Nascido em 1858, o pensador
francês Émile Durkheim consagrou-se como clássico da sociologia por desenvolver
um método autônomo e rigoroso - do ponto de vista científico - para analisar os
acontecimentos que movimentam a sociedade. Em conformidade com o positivismo de
Augusto Comte, Durkheim estabelece a necessidade de um rigor metodológico, que
deve ser adotado pelo sociólogo, como é feito pelo químico e o biólogo por
exemplo, a fim de construir uma ciência social sólida. Valendo-se dessa abordagem,
o sociólogo elabora o que viria a caracterizar seu trabalho na opinião popular
contemporânea: a teoria dos fatos sociais.
Em sua obra “As Regras do
Método Sociológico”, Durkheim define os fatos sociais como: “... toda maneira
de agir fixa ou não, suscetível de exercer sobre o indivíduo uma coerção
exterior; ou, ainda, que é geral na extensão de uma sociedade dada,
apresentando uma existência própria, independente das manifestações individuais
que possa ter”. À luz dessa ideia, o objeto de estudo da sociologia é geral,
coercitivo e exterior, logo, se apresenta através de regras gerais,
responsáveis por definir o modo de agir dos indivíduos. Sua característica
exterior faz com que os fatos exerçam uma força sobre os homens, sem que estes
sejam capazes de modificá-los com o uso da ação individual.
As relações de
parentesco, o casamento, o papel de cada membro em uma família, a utilização de
vestimentas, os rituais religiosos e a organização política são alguns exemplos
práticos da existência de uma consciência coletiva que determina o pensamento e
a conduta adotada pelas pessoas em dadas situações. Nesse sentido, pensar o
fato social é também analisar o contexto cultural, uma vez que cada conjuntura
possui seus próprios costumes e crenças e, por conseguinte, determina diferentes
normas de comportamento. Assim sendo, mesmo que não sintam a presença dos fatos
sociais por já estarem habituados a eles, os seres humanos sentirão sua força
ao tentarem transgredi-los, por efeito das punições.
Em sua obra “Da Divisão do Trabalho Social”,
Émile Durkheim discute a evolução organizacional e o papel do Direito nas
diferentes comunidades. Tendo como base o conceito de solidariedade – noção de
pertencimento a um coletivo e garantia da coesão social - o sociólogo investiga
a organização das sociedades em dois momentos distintos, separando as menos
complexas das modernas. Segundo sua teoria, as primeiras, também chamadas de
pré-capitalistas, são caracterizadas por uma solidariedade mecânica, por isso,
tem sua coesão mantida por hábitos e tradições, haja vista que a divisão do
trabalho era muito simples. Por outro lado, em uma conjuntura mais complexa, a
solidariedade estabelecida é orgânica. Graças a especialização do trabalho
exigida pelo modelo econômico, a manutenção da harmonia se dá através dos laços
de interdependência entre as pessoas, o que corrobora para a compreensão da realidade
como um organismo vivo, que necessita que os diferentes órgãos cumpram suas
funções para o seu bom funcionamento.

• _Desafio 1_:
Transcreva sem nenhuma alteração as linhas dos registros abaixo, desde a linha que contém "Annotation guideline: for every instance of the rochefort" até o fim dos registros, incluindo as duas extremidades.

• _Registros de dados_:
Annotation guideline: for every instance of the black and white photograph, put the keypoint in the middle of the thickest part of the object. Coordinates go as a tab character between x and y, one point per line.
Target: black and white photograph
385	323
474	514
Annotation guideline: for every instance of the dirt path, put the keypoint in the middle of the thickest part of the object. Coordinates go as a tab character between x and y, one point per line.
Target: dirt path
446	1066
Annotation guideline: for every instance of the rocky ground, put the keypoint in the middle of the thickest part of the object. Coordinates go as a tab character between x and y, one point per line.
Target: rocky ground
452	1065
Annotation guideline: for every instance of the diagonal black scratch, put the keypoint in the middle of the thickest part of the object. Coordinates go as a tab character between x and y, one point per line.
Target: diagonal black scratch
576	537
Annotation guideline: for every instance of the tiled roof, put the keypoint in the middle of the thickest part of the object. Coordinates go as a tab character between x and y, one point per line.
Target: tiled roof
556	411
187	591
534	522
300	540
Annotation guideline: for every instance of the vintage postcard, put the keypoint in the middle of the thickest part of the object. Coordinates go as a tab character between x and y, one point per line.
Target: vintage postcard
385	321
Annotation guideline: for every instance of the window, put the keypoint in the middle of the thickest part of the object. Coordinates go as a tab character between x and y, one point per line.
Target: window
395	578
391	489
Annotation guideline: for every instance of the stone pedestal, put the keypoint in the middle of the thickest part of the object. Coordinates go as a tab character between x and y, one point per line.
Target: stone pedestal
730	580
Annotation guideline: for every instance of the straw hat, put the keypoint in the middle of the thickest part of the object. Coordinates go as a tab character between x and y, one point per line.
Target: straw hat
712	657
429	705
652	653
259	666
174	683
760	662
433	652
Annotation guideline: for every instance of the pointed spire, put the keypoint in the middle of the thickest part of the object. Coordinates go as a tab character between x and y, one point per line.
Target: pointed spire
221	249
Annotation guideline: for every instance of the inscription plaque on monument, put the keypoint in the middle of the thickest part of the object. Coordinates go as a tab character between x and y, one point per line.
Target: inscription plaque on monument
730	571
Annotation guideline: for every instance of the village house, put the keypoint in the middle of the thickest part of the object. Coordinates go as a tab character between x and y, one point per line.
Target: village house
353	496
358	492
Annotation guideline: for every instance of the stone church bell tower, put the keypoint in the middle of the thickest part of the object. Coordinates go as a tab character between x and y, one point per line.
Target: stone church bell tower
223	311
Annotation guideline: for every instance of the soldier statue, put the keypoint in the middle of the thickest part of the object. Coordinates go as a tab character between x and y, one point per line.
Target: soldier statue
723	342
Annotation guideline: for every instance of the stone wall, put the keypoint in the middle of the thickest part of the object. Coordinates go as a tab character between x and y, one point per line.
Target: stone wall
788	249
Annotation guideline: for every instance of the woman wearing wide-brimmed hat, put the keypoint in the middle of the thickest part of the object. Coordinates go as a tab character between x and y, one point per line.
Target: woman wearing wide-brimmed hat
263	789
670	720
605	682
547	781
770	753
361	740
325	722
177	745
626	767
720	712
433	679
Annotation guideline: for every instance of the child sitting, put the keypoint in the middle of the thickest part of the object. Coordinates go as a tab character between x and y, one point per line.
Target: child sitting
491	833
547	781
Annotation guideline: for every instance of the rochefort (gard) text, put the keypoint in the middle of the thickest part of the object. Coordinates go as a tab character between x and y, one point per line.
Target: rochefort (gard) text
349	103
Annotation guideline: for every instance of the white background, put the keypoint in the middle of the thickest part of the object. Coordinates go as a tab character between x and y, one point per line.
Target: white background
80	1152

• _Desafio 2_:
Dê continuidade ao texto sobre Émile Durkheim a partir do ponto em que ele termina.

• _Resposta escrita 1_:
Annotation guideline: for every instance of the rochefort (gard) text, put the keypoint in the middle of the thickest part of the object. Coordinates go as a tab character between x and y, one point per line.
Target: rochefort (gard) text
349	103
Annotation guideline: for every instance of the white background, put the keypoint in the middle of the thickest part of the object. Coordinates go as a tab character between x and y, one point per line.
Target: white background
80	1152

• _Resposta escrita 2_:
Bem como a solidariedade,
o direito adquiriu diferentes funções com o passar do tempo. A princípio, exercia
um papel de repressão dos atos nocivos ao coletivo, mediante o exercício de
sanções de cunho vingativo por toda a sociedade, visando a conservação daquilo
que é universalmente aceito. Com o advento do capitalismo, essa área assumiu
outras particularidades, pois agora tem o objetivo de restituir o que foi
perdido e estabilizar a ordem social abalada. Nas sociedades de diferenciação
funcional, a consciência coletiva perde espaço para a individualidade, o que
demanda uma aproximação técnica do direito, juntamente com a valorização do
amor e da solidariedade em detrimento da difamação.
Infere-se, portanto, que
muitas foram as contribuições de Durkheim para o desenvolvimento e consolidação
da sociologia tal qual conhecemos hoje, contudo é preciso observar suas teorias
com um olhar mais evidente. Ao afirmar que os fatos sociais devem ser
analisados sob um rigor metodológico similar ao das ciências naturais, o
pensador corrobora para a perpetuação de um conservadorismo do método, dando
continuidade às ideias positivistas. Ademais, a metáfora que ele utiliza para
relacionar a organização da sociedade às funções vitais de um organismo põe em
cheque a necessidade de reprimir toda e qualquer ação que interrompa, interfira
ou transforme as leis e o curso natural da vida social, conformando-se com as
condições pré-estabelecidas e admitindo uma postura antirrevolucionária.
Análogo a isso, a manutenção do bom funcionamento do organismo justifica as
diferenças resultantes da divisão do trabalho, naturalizando as desigualdades
sociais sob o discurso da necessidade de todas as funções - mesmo que permitam
o trabalho em condições insalubres, sem regulamentação ou garantia de direitos
básicos – e preservando no imaginário popular a urgência da conservação da
ordem social burguesa.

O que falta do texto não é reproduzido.